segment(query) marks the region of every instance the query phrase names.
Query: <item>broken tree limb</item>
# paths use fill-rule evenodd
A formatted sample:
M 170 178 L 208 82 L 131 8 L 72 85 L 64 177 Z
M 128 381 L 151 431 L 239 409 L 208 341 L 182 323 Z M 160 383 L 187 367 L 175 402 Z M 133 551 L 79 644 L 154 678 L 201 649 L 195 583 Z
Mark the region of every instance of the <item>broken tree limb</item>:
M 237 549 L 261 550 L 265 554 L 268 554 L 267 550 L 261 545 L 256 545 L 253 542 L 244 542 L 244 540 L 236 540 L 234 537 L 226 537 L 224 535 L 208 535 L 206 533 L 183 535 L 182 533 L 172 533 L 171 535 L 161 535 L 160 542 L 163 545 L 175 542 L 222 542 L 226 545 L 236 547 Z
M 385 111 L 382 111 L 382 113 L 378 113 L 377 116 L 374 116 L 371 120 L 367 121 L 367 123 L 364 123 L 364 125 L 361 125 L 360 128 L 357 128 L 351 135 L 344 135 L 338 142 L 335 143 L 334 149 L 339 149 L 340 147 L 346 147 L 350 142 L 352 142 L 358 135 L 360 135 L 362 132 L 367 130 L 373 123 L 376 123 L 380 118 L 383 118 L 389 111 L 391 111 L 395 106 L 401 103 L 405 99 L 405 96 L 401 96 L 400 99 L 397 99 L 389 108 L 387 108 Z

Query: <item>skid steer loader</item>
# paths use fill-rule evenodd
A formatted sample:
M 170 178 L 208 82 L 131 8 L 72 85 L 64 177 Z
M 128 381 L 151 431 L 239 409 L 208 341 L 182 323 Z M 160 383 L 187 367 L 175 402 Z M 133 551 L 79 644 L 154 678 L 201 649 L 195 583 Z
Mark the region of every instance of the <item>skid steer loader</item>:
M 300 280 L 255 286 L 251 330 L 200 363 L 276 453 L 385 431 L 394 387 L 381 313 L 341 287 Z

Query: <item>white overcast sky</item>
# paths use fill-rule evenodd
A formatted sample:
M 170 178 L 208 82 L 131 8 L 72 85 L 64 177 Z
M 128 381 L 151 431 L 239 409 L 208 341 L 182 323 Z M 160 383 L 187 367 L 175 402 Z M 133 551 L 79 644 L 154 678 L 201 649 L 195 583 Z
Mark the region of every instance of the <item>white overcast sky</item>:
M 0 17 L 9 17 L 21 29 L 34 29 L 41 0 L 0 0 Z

━━━━━━

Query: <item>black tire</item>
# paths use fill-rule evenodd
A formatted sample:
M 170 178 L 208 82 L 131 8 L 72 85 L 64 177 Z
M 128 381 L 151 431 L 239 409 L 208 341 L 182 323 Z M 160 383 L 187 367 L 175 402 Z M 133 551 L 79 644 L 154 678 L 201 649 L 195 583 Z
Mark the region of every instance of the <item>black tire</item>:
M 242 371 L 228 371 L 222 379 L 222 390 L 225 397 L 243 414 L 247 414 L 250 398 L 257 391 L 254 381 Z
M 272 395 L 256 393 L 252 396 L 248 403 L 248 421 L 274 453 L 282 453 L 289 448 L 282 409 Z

━━━━━━

Your objective>
Would you copy, unchanged, the stretch of the records above that begins at the line containing "segment(query) marks the" and ends at the line containing "Query: <item>white overcast sky</item>", and only that?

Exercise solution>
segment(query) marks the region of every instance the query phrase names.
Query: <item>broken tree limb</item>
# paths use fill-rule evenodd
A formatted sample:
M 170 178 L 208 82 L 131 8 L 72 85 L 64 177 Z
M 128 381 L 151 431 L 239 409 L 208 341 L 182 323 Z M 160 383 L 187 367 L 175 402 Z M 133 551 L 79 644 L 154 678 L 201 649 L 195 583 Z
Mark the region of every instance of the <item>broken tree limb</item>:
M 237 549 L 261 550 L 265 554 L 268 554 L 267 550 L 261 545 L 256 545 L 253 542 L 244 542 L 244 540 L 236 540 L 234 537 L 226 537 L 224 535 L 208 535 L 206 533 L 183 535 L 182 533 L 172 533 L 171 535 L 161 535 L 160 542 L 163 545 L 175 542 L 222 542 L 226 545 L 236 547 Z
M 385 111 L 382 111 L 382 113 L 378 113 L 377 116 L 374 116 L 371 120 L 367 121 L 367 123 L 364 123 L 364 125 L 361 125 L 360 128 L 357 128 L 351 135 L 344 135 L 338 142 L 335 143 L 334 149 L 339 149 L 340 147 L 346 147 L 350 142 L 352 142 L 358 135 L 360 135 L 362 132 L 367 130 L 373 123 L 376 123 L 380 118 L 383 118 L 389 111 L 391 111 L 395 106 L 401 103 L 405 99 L 405 96 L 401 96 L 400 99 L 397 99 L 389 108 L 387 108 Z

Query: <item>skid steer loader</item>
# paths use fill-rule evenodd
A formatted sample:
M 170 178 L 208 82 L 131 8 L 72 85 L 64 177 Z
M 128 381 L 151 431 L 239 409 L 208 341 L 182 323 Z M 160 383 L 187 367 L 175 402 Z M 133 551 L 79 644 L 154 678 L 201 649 L 195 583 Z
Mark the region of every instance of the <item>skid steer loader</item>:
M 300 280 L 255 286 L 251 330 L 200 363 L 276 453 L 385 431 L 394 387 L 381 313 L 341 287 Z

Query: <item>white overcast sky</item>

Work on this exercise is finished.